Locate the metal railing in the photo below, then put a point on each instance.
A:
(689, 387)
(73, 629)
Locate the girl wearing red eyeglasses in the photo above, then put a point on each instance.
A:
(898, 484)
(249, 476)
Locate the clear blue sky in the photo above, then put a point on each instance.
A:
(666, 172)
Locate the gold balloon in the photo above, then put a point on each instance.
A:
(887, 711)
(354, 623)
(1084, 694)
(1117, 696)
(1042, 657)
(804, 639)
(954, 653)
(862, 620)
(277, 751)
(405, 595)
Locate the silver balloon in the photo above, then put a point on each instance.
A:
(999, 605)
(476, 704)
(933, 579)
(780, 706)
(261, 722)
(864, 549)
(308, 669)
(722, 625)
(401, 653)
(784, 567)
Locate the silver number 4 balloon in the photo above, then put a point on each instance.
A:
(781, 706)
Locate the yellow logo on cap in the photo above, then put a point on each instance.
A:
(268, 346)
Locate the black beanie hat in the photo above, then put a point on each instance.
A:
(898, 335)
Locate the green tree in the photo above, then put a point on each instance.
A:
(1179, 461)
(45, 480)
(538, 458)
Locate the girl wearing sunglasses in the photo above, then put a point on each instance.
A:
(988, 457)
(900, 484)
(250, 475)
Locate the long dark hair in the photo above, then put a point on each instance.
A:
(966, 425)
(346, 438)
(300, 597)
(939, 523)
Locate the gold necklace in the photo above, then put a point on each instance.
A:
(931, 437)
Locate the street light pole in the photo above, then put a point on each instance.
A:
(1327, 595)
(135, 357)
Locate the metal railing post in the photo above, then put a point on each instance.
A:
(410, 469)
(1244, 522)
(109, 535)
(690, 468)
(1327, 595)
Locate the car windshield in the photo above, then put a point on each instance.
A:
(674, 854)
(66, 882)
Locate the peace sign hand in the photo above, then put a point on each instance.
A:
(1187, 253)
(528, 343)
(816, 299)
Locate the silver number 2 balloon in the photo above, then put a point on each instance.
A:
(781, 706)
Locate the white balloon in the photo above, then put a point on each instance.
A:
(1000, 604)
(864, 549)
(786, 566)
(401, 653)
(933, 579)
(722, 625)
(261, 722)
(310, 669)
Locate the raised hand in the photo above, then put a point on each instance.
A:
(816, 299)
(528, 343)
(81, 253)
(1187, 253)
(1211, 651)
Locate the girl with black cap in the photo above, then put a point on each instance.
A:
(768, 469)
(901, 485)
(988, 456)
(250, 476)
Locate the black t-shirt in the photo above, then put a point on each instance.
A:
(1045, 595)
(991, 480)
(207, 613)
==
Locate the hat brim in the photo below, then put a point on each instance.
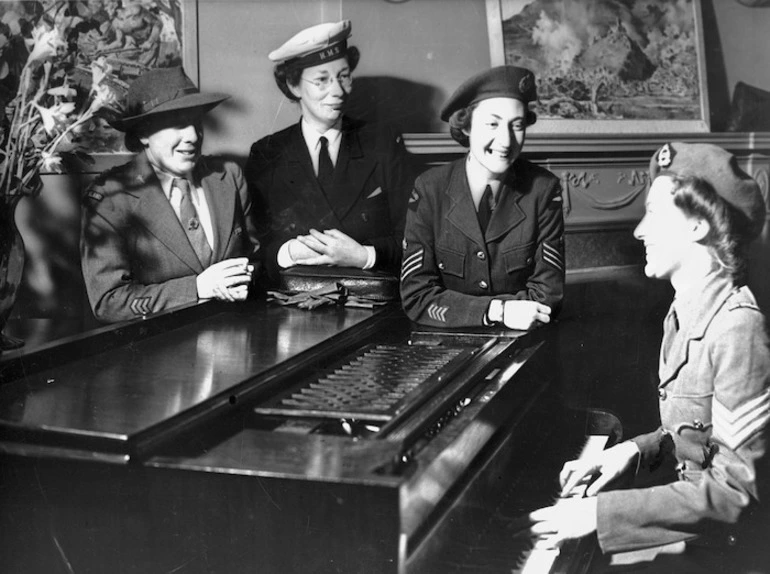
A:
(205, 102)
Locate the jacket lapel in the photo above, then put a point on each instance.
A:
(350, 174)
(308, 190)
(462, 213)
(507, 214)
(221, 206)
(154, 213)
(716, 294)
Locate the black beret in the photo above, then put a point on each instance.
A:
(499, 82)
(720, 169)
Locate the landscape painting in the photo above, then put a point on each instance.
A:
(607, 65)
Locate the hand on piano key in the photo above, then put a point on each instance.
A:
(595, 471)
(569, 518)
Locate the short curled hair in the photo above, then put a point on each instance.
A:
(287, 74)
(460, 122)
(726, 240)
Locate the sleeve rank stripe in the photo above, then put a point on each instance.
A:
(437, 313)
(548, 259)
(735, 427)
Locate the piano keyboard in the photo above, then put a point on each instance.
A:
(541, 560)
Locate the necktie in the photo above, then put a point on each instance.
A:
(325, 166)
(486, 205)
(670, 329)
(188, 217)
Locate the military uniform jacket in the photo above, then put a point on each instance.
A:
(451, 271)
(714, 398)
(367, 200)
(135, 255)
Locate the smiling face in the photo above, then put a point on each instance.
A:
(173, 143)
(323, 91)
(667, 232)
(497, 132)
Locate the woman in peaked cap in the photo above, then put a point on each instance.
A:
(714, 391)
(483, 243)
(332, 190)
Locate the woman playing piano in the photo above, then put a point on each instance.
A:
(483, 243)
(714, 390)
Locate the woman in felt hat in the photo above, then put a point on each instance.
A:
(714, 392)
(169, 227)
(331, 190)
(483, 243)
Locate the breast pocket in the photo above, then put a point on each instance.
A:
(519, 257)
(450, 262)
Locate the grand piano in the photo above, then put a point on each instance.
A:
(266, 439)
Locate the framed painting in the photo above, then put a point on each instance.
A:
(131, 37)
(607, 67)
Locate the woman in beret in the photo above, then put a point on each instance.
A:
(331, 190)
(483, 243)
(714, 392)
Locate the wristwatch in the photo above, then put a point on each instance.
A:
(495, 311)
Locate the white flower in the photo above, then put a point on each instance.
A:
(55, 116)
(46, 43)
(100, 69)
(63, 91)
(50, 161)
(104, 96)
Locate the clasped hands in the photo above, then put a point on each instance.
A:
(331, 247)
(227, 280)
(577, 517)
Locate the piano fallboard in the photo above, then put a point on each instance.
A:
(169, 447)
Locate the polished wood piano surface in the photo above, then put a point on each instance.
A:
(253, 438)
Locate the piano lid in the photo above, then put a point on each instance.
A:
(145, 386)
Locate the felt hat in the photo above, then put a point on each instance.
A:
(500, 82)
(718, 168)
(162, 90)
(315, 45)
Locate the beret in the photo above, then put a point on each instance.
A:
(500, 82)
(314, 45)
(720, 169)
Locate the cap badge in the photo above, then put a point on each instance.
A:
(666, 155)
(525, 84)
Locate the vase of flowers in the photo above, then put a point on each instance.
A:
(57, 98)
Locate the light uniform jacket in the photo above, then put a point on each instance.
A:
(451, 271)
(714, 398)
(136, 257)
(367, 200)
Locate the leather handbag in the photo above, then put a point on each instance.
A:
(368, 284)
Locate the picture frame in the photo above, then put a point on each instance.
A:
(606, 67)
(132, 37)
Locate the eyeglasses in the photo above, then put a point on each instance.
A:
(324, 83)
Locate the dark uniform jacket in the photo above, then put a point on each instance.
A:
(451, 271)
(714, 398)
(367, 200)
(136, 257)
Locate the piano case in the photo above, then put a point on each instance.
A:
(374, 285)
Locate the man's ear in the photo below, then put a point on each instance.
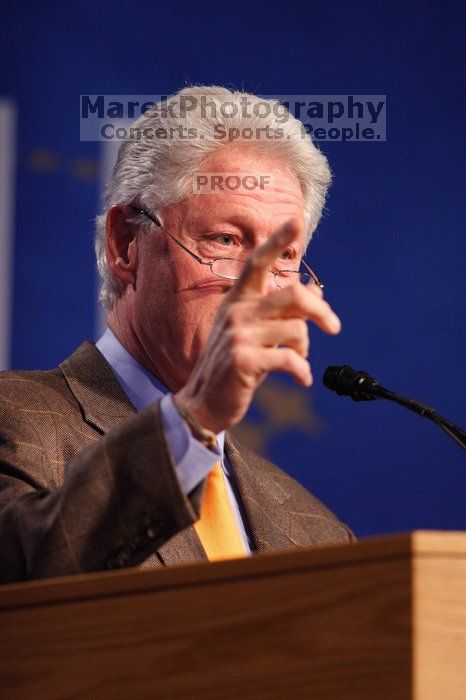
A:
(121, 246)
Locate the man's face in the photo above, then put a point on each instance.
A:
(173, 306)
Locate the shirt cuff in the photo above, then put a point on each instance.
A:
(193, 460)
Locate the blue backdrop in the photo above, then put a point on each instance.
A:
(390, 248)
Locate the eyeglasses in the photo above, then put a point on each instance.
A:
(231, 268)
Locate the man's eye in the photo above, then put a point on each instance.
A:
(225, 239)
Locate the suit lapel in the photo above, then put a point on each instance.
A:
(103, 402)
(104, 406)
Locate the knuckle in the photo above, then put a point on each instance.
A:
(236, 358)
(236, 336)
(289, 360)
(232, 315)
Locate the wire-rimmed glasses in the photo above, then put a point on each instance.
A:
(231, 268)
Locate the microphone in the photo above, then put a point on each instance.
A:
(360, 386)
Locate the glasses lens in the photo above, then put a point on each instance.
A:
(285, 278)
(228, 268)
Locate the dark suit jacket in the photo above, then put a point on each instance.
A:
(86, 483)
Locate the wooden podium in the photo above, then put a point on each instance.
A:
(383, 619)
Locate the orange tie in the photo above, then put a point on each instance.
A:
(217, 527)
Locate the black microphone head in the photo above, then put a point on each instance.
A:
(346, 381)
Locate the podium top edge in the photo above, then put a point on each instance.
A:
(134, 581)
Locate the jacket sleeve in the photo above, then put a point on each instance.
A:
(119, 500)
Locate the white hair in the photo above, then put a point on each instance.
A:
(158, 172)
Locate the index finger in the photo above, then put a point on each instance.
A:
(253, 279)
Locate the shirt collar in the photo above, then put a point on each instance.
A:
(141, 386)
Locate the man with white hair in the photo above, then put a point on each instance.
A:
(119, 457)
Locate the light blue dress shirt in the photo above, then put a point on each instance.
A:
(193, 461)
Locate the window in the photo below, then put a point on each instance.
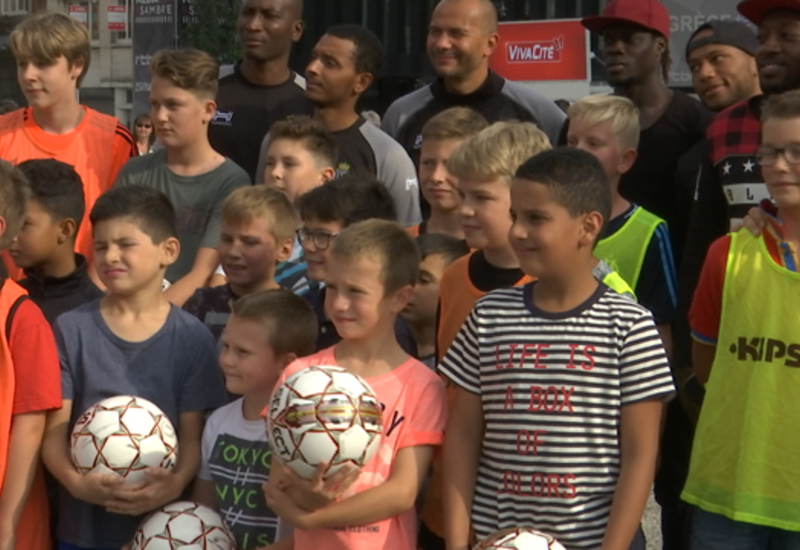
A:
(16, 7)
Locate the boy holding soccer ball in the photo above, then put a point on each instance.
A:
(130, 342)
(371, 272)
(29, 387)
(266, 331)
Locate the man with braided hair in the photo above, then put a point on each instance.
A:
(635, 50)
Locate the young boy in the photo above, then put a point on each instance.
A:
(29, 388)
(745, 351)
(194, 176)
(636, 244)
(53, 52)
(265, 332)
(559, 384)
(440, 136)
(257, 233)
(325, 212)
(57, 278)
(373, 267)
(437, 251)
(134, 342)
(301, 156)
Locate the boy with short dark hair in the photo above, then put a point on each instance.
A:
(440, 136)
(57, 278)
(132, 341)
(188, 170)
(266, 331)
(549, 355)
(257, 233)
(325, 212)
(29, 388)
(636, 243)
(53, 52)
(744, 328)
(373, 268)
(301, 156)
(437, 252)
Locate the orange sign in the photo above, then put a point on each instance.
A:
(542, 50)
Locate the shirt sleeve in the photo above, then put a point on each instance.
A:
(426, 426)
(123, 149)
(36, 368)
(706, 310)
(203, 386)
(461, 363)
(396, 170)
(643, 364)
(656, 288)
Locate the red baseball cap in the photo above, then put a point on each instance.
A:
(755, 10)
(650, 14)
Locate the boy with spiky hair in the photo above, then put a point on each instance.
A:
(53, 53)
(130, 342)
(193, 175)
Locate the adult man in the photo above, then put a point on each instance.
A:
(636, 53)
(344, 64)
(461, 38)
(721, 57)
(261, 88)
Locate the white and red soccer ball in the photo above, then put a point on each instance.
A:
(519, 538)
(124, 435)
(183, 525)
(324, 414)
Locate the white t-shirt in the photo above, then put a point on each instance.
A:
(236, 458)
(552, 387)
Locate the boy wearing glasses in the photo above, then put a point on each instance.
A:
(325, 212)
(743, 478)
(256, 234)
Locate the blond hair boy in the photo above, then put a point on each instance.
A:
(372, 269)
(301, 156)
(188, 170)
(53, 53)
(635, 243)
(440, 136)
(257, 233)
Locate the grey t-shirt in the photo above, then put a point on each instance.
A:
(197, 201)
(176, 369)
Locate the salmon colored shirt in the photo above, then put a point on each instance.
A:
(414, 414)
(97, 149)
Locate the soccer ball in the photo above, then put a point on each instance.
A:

§ **Request**
List every row above that contains the string "shirt", copying each one in full.

§ **Solution to the exercise**
Locate the black t-shirt in the photo above, then put a point on each instance.
Locate the shirt cuff in the photo above, then put a point on each instance.
Locate the shirt collar in the photo above, then put a point on each instance.
Locate the light blue dress shirt in the photo above, then put a point on each instance.
Locate the shirt sleeve in the photo above, then put a point on each instance.
Locate the white t-shirt in the photo above, then put a point on each instance.
Locate the grey t-shirt in the photo above, then put a point on each instance.
Locate the salmon colored shirt in the photo above, then put a point on each instance.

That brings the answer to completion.